SET EXERCISE.
Copy out every line of the data below verbatim.
+ + +
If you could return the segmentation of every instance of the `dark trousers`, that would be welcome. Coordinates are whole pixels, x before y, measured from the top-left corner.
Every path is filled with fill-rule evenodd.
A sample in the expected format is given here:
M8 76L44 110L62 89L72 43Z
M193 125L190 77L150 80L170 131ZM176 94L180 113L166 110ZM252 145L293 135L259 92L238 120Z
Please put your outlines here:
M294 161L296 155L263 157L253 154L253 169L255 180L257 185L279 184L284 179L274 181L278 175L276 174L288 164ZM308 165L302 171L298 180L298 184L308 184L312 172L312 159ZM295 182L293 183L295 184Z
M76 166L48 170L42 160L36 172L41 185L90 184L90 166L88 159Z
+ + +
TASK OUTPUT.
If you could return the segmentation of every instance of the `dark trousers`, that would be welcome. Coordinates are whole pixels, x before y, measured from the top-left corner.
Every path is filled with fill-rule evenodd.
A sample in the expected format is given here:
M8 76L44 110L62 89L72 43Z
M193 125L190 77L150 80L170 131ZM176 94L180 113L166 110ZM252 145L293 135L259 92L238 120Z
Please put your outlines here:
M294 161L296 155L263 157L253 154L253 169L255 180L257 185L279 184L284 179L274 181L278 175L276 174L288 164ZM308 165L302 171L298 180L298 184L308 184L312 172L312 159ZM295 182L293 183L295 184Z
M76 166L48 170L42 160L36 172L41 185L90 184L90 166L88 159Z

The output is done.